--- begin RECORD LIST ---

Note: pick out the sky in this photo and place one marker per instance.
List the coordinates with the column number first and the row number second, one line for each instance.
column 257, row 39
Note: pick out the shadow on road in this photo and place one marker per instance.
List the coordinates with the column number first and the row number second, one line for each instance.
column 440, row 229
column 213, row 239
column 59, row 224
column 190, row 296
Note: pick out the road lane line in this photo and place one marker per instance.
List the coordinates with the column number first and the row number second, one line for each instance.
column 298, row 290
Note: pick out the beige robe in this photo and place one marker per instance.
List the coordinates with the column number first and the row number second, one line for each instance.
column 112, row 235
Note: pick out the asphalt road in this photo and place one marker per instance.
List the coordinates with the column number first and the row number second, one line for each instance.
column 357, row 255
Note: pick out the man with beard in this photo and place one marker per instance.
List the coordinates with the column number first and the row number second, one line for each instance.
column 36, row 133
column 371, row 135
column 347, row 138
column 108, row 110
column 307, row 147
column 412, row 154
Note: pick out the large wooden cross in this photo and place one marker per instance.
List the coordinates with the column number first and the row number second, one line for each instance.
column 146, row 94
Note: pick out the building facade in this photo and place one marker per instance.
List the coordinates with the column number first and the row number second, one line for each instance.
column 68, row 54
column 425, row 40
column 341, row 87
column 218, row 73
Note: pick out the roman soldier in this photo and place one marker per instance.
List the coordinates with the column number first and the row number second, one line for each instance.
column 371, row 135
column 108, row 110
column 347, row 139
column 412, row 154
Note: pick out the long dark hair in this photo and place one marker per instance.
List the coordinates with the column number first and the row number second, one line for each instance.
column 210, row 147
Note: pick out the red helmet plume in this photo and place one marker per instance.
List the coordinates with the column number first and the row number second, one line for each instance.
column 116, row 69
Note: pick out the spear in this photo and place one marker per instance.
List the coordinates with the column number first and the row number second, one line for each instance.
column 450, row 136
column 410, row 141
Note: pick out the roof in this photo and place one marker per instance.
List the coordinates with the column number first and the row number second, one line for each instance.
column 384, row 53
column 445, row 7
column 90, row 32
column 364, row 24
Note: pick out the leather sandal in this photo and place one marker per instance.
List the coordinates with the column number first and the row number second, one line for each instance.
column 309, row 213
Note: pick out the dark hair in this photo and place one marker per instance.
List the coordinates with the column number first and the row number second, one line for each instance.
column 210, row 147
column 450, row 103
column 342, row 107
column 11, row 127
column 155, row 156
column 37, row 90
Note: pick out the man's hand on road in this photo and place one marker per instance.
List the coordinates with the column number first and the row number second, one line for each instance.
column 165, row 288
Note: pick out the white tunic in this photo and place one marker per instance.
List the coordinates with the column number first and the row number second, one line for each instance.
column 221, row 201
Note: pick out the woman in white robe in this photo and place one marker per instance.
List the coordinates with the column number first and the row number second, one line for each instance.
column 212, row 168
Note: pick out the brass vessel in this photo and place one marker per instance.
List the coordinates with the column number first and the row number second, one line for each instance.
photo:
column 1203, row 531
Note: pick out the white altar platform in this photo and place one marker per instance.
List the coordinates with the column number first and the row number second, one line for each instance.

--- end RECORD LIST ---

TO BE DONE:
Copy out the whole listing above, swapping every "marker" for "pin" and leaving the rest untouched.

RESPONSE BELOW:
Note: pick out the sky in this photo and place one pin per instance.
List the coordinates with the column number first and the row number second, one line for each instance.
column 257, row 39
Note: pick out the shadow on road in this photo and place one pin per instance.
List the coordinates with the column number first and the row number second, one line for each instance.
column 440, row 229
column 213, row 239
column 59, row 224
column 190, row 296
Note: pick out the road lane line in this photo and place one pin per instance.
List the coordinates with the column number first and the row number second, one line for each instance.
column 298, row 290
Note: pick out the beige robe in this photo and place one pin per instance.
List the coordinates with the column number first and the row number second, one line for each instance.
column 112, row 235
Note: pick out the asphalt road in this photo and place one pin per instance.
List the coordinates with the column number first and the row number second, one line for each instance.
column 357, row 255
Note: pick out the man with beard in this photo and place one pin per instance.
List the coordinates with the column number first and the row number second, one line for each instance.
column 36, row 133
column 371, row 135
column 347, row 138
column 108, row 110
column 307, row 147
column 412, row 154
Note: pick out the large wooden cross in this photo and place one pin per instance.
List the coordinates with the column number first and the row number second, one line for each instance.
column 146, row 94
Note: pick out the building facade in this photo and place one pin per instance.
List the coordinates with the column number first and the row number second, one line for each instance.
column 68, row 54
column 425, row 40
column 341, row 87
column 218, row 73
Note: pick out the roman soldier in this photo and place one pin per instance.
List the coordinates with the column number first and the row number second, one line for each instance.
column 371, row 135
column 108, row 110
column 347, row 139
column 412, row 154
Note: pick out the long dark hair in this photo and place one pin per instance.
List the coordinates with the column number first and the row number second, one line for each instance.
column 210, row 147
Note: pick out the red helmet plume in this photo and place one pin per instance.
List the coordinates with the column number first and the row number second, one line for each instance.
column 116, row 69
Note: pick out the spear in this photo and place one pin per instance.
List the coordinates with the column number first and the row number second, one line for each instance.
column 450, row 136
column 410, row 141
Note: pick out the roof in this photo and place one pin per instance.
List the coordinates with the column number first and the row number second, one line for each instance.
column 384, row 53
column 445, row 7
column 90, row 32
column 364, row 24
Note: pick out the leather sandal in this photo and place one pin per instance.
List the coordinates with the column number first and the row number second, one line for each instance.
column 309, row 213
Note: pick out the dark hair in this photo and place one pin per instance.
List the coordinates with the column number first and the row number second, one line for each instance.
column 210, row 147
column 450, row 103
column 342, row 107
column 11, row 127
column 155, row 156
column 37, row 90
Note: pick out the man's hand on road in this photo and place one pin per instance.
List the coordinates with the column number first and the row number second, one line for each instance.
column 165, row 288
Note: pick out the white tunic in this photo and place one pin per instance.
List the coordinates with the column number first and the row number second, one line for each instance.
column 221, row 201
Note: pick out the woman in white robe in this photo and place one pin per instance.
List the coordinates with the column number first and the row number second, one line for each instance.
column 212, row 168
Note: pick out the brass vessel in this photo and place one pin per instance.
List the coordinates with the column number first and the row number second, one line for each instance.
photo:
column 1203, row 531
Note: pick out the white altar platform in this photo and place one pin per instance.
List the coordinates with the column number first and the row number second, one line for each instance.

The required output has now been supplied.